No injuries occured; the train’s crew walked away from the wreck, as they were protected by the consist’s two buffer cars, which did not derail. According to a Reuters News report, the derailed cars threw flames 300 feet into the night sky and were allowed to burn down, which was expected to take up to 24 hours.
“A local official said the crude oil had originated in North Dakota, home of the booming Bakken shale patch,” Reuters reported. “If so, it may have been carrying the same type of light crude oil that was on a Canadian train that derailed in the Quebec town of Lac-Mégantic this summer, killing 47 people. That accident fueled a drive for tougher standards for oil rail shipments, including better testing of potentially explosive ultra-light shale crude and improved rail tank car standards. Tank cars made before 2011 have been cited by regulators as dangerously prone to puncture."
Genesee & Wyoming, the parent company of Alabama & Gulf Coast Railway, subsequently affirmed that the train was carrying North Dakota crude. But GWI also stressed that the incident was not a repeat of the derailment and explosion in Lac-Megantic, Quebec, on July 6, 2013, which killed 47.
“It was not clear what caused the accident, nor how old the cars on the [Alabama & Gulf Coast Railway] train were. The train was being operated by two engineers, both unharmed," officials said, according to Reuters.
“While Friday's accident in Pickens County, Ala., did not seem to pose major environmental risk, it still appeared to be the most dramatic of its kind in the United States since trafficking of crude by rail began to increase with the growth of shale oil production three years ago.
“‘It will provide very clear evidence of the potential risks for environmental groups and others opposed to the growth of crude by rail, and will likely increase pressure to tighten regulations,’ said Elena McGovern, Global Energy and Natural Resources analyst at Eurasia Group in Washington.
“Traders said they feared that tougher regulations could drive up costs for shipping U.S. crude by rail, reducing its competitiveness. Such speculation weakened U.S. crude oil futures relative to London’s benchmark Brent, which already trades at a premium to the price in New York.
“The G&W spokesman said the train was carrying crude from Amory, Miss., to Walnut Hill, Fla. Trade sources said it was likely headed to a large terminal, after which it may have been intended for pipelines or barges for delivery to a Gulf Coast refinery.
“Don Hartley, regional coordinator for the Alabama Emergency Management Agency, said the tank cars originated in North Dakota. Three cars had a “‘bleve’—where pressure builds up and blows a hole.’ That started the fire, he said. Crude oil did spill on Friday, though it does not appear to be heading to nearby waterways, G&W said. Alabama Emergency Management Agency spokeswoman Yasamie August said that one family was evacuated due to the incident, but had already been able to return home.
“So far there are no details on the cause. ‘We don’t have a cause yet, that will be determined with the investigation,’ said a G&W spokesman. The company said it had notified the National Transportation Safety Board, Federal Railroad Administration, and National Crisis Response Center per standard procedure.

++++

Work item: Set down the passage on the Alabama crude oil train derailment word for word, starting with "Genesee & Wyoming, the" and going on through "which killed 47.".

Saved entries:
++++

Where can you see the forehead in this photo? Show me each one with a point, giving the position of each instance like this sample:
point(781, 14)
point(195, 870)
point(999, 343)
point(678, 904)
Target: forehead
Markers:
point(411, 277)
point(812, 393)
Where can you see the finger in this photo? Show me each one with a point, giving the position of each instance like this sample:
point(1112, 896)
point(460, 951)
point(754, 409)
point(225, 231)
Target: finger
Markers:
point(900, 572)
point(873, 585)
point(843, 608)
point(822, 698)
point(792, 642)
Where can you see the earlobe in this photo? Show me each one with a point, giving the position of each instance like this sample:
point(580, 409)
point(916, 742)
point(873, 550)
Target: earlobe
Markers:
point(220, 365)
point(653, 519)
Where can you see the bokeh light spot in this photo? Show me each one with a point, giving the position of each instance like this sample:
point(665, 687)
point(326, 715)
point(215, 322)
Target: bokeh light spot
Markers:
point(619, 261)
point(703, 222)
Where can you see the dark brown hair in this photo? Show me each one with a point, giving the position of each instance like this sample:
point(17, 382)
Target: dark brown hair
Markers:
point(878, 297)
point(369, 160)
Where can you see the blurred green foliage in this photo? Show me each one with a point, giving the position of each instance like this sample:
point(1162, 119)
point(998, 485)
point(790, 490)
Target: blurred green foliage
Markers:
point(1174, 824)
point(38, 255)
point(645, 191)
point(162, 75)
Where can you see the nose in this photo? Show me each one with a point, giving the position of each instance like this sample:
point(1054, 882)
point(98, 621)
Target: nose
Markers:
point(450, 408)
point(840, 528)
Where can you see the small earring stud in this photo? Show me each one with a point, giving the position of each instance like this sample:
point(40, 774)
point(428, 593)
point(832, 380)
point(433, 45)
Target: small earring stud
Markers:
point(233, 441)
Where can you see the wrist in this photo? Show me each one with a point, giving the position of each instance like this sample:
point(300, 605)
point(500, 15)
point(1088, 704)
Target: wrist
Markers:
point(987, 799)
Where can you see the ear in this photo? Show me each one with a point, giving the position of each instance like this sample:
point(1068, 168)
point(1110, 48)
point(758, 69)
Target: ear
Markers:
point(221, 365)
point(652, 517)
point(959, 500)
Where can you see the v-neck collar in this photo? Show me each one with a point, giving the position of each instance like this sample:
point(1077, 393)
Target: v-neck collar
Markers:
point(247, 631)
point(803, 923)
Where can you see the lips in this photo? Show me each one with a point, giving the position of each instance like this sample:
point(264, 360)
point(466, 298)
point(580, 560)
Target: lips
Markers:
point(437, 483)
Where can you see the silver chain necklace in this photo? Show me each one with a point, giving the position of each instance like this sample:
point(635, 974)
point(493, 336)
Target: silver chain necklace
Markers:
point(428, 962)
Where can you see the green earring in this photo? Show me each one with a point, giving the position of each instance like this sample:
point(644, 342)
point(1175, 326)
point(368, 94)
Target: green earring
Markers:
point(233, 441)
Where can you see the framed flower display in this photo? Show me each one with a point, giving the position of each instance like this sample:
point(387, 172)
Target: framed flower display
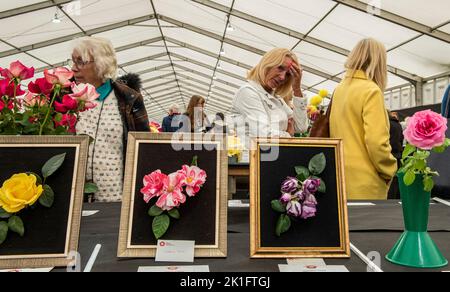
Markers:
point(298, 202)
point(41, 196)
point(175, 189)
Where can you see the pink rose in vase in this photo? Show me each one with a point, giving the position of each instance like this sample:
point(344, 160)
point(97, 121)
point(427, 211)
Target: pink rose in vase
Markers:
point(426, 130)
point(17, 70)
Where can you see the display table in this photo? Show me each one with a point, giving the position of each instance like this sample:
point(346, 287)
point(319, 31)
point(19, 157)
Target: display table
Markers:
point(373, 228)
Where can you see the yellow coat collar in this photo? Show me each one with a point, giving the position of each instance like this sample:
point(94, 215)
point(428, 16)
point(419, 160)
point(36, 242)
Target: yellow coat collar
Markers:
point(358, 74)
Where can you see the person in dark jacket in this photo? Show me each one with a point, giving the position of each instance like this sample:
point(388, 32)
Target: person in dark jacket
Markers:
point(396, 140)
point(120, 109)
point(446, 103)
point(171, 123)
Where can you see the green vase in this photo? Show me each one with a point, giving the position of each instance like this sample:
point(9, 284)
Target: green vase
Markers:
point(415, 248)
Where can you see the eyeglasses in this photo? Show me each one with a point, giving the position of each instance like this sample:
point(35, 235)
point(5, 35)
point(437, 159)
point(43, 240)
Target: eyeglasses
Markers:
point(80, 63)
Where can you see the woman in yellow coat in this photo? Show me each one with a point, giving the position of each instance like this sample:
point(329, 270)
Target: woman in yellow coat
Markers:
point(359, 117)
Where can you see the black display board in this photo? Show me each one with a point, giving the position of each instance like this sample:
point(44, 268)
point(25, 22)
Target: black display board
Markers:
point(325, 234)
point(198, 214)
point(45, 228)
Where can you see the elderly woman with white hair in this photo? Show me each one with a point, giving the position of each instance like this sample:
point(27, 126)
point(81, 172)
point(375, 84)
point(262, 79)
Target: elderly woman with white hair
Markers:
point(119, 110)
point(259, 103)
point(171, 123)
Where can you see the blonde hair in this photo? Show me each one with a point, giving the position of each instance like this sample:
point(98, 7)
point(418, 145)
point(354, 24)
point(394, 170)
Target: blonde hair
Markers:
point(271, 59)
point(370, 56)
point(190, 111)
point(103, 54)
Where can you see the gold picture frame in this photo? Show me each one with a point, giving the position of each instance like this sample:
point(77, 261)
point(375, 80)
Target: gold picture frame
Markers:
point(77, 147)
point(263, 241)
point(127, 248)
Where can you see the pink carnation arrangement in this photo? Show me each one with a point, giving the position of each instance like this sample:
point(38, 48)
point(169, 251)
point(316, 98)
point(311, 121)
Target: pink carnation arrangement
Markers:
point(171, 191)
point(425, 132)
point(50, 106)
point(298, 194)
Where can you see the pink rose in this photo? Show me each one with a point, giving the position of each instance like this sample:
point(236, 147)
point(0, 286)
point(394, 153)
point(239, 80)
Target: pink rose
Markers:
point(59, 76)
point(172, 196)
point(85, 94)
point(7, 88)
point(2, 105)
point(153, 185)
point(17, 70)
point(426, 130)
point(68, 104)
point(31, 100)
point(69, 121)
point(41, 86)
point(195, 178)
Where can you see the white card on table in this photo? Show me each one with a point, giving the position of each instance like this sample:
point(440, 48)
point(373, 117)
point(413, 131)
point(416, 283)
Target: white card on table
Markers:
point(179, 251)
point(39, 270)
point(90, 213)
point(175, 269)
point(307, 262)
point(360, 204)
point(237, 204)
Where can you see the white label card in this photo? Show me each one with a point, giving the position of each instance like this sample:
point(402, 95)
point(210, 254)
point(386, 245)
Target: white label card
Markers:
point(174, 269)
point(177, 251)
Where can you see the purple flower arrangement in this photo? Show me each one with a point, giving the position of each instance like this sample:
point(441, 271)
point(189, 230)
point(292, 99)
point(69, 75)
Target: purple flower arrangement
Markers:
point(298, 194)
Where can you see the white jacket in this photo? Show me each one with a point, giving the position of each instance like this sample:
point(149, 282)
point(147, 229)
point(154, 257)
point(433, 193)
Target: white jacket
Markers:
point(267, 115)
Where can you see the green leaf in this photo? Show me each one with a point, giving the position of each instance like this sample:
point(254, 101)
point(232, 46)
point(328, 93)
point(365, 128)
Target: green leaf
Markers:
point(322, 188)
point(420, 165)
point(302, 172)
point(277, 206)
point(440, 149)
point(53, 165)
point(90, 188)
point(174, 213)
point(4, 214)
point(160, 225)
point(428, 183)
point(48, 197)
point(283, 224)
point(317, 164)
point(155, 211)
point(3, 231)
point(15, 224)
point(409, 178)
point(38, 178)
point(409, 149)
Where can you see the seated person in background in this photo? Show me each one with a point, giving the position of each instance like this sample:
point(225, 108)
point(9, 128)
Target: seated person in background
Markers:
point(359, 118)
point(119, 110)
point(446, 104)
point(218, 126)
point(259, 103)
point(171, 123)
point(195, 120)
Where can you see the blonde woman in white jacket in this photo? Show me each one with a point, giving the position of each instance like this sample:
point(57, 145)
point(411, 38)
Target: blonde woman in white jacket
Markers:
point(259, 103)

++++

Exercise solution:
Genesee & Wyoming, the parent company of Alabama & Gulf Coast Railway, subsequently affirmed that the train was carrying North Dakota crude. But GWI also stressed that the incident was not a repeat of the derailment and explosion in Lac-Megantic, Quebec, on July 6, 2013, which killed 47.